▸ **Text block**:
Setting up GOOGLE_JSON environment variable

After filling in all fields, click “Create,” “Next,” and finally, “Connect.” Your workspace session will restart, and GOOGLE_JSON will now be available as an environment variable in your workspace. You can verify this by creating a Python cell with the following code and running it:

import os
google_json = os.environ["GOOGLE_JSON"]

If you want to reuse the same services account credentials in another workspace, you don’t need to set up the environment variable again: you can reuse the environment variable in other workspaces.

5. Read Google Sheets Data

Now for the fun part: writing Python code to connect to the Google Sheets data.

Install and import the right packages

Start by installing and importing all the packages required to set up a connection to your Google API account. We’ll be using google-auth to authenticate against the Google API, gspread to easily interface with Google spreadsheets, and pandas to manipulate tabular data in Python.

▸ **Input rows**:
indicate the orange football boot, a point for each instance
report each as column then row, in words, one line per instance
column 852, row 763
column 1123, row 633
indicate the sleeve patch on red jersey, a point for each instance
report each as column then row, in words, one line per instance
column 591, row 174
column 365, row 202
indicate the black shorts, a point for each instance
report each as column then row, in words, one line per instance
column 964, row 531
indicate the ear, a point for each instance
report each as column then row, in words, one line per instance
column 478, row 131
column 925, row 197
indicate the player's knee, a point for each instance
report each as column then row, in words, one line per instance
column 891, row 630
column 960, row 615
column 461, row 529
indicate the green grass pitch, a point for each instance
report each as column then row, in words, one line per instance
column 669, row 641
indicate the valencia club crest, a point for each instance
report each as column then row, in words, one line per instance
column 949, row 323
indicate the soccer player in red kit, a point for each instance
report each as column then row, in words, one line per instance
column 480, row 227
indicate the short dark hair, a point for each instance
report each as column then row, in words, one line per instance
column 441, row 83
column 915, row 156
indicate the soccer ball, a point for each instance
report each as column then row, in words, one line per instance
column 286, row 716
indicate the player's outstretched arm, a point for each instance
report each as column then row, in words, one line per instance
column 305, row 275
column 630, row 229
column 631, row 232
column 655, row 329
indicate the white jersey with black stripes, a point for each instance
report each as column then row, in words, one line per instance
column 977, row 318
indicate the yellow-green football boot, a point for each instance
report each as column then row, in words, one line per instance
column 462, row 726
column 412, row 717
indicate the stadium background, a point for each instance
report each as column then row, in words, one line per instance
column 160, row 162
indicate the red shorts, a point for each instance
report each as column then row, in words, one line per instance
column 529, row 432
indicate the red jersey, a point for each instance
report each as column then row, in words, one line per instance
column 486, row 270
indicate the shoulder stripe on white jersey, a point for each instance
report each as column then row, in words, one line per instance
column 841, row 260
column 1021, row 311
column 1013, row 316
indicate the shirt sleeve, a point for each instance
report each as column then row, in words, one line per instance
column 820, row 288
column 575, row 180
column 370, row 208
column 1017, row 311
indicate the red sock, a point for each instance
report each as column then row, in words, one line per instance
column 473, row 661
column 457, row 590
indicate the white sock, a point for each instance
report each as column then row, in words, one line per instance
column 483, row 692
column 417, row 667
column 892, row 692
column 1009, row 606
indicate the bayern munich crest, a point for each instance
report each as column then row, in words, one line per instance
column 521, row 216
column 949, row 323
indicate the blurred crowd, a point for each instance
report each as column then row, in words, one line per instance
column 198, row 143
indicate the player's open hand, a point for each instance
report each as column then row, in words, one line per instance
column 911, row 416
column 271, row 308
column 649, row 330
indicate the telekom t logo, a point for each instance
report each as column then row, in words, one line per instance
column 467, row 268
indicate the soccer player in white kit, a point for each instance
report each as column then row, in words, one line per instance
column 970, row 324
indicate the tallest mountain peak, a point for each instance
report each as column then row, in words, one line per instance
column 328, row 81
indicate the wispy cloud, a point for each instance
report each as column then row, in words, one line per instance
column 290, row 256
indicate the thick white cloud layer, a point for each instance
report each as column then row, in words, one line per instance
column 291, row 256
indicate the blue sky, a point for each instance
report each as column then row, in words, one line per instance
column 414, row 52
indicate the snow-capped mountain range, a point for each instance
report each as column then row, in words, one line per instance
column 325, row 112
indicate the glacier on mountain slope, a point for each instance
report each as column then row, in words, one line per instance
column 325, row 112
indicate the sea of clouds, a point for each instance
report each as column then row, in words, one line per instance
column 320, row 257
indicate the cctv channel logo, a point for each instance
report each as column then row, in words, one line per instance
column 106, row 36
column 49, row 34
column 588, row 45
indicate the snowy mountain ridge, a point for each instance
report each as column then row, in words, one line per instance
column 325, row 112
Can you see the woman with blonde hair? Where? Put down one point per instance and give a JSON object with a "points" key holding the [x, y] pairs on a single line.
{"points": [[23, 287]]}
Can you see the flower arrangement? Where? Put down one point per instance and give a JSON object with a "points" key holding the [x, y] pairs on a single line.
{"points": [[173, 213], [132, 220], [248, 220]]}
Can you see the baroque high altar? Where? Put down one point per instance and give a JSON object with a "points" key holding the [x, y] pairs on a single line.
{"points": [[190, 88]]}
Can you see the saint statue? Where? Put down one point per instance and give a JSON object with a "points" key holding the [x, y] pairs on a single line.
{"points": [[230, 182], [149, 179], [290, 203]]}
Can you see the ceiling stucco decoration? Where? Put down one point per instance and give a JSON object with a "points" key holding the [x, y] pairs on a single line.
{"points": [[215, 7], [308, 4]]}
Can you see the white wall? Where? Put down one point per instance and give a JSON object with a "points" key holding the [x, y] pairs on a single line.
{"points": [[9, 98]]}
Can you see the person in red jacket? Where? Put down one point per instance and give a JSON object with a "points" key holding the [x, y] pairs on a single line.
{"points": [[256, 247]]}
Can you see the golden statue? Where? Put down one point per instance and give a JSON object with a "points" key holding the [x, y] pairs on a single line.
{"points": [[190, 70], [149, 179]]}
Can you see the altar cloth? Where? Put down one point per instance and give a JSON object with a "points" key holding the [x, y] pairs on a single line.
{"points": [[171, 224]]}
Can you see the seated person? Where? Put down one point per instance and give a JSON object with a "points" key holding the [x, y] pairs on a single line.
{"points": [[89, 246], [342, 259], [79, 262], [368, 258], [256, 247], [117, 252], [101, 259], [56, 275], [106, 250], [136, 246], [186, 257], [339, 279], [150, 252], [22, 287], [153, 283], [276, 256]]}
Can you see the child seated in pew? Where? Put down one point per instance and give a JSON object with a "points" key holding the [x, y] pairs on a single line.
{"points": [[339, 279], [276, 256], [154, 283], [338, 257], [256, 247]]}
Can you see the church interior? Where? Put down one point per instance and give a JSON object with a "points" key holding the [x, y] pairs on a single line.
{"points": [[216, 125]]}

▸ **Directives**:
**1)** In the Google Sheets setup text, why are google-auth, gspread and pandas installed?
**2)** Please repeat the entries, beginning at the line that contains "indicate the shoulder" and stopping after the line that contains "column 457, row 590".

▸ **Per-task outputs**:
**1)** Each package covers one part of the job. google-auth authenticates against the Google API, gspread makes it easy to work with Google spreadsheets, and pandas handles tabular data in Python.

**2)**
indicate the shoulder stripe on white jersey, a point for each instance
report each as column then row, in words, one line per instance
column 841, row 260
column 1021, row 311
column 1013, row 316
indicate the shirt sleeve, a point for each instance
report each as column then row, in words, one line per instance
column 820, row 288
column 575, row 180
column 370, row 208
column 1017, row 311
indicate the red sock, a point for each instance
report each as column then row, in words, one line per instance
column 473, row 661
column 457, row 590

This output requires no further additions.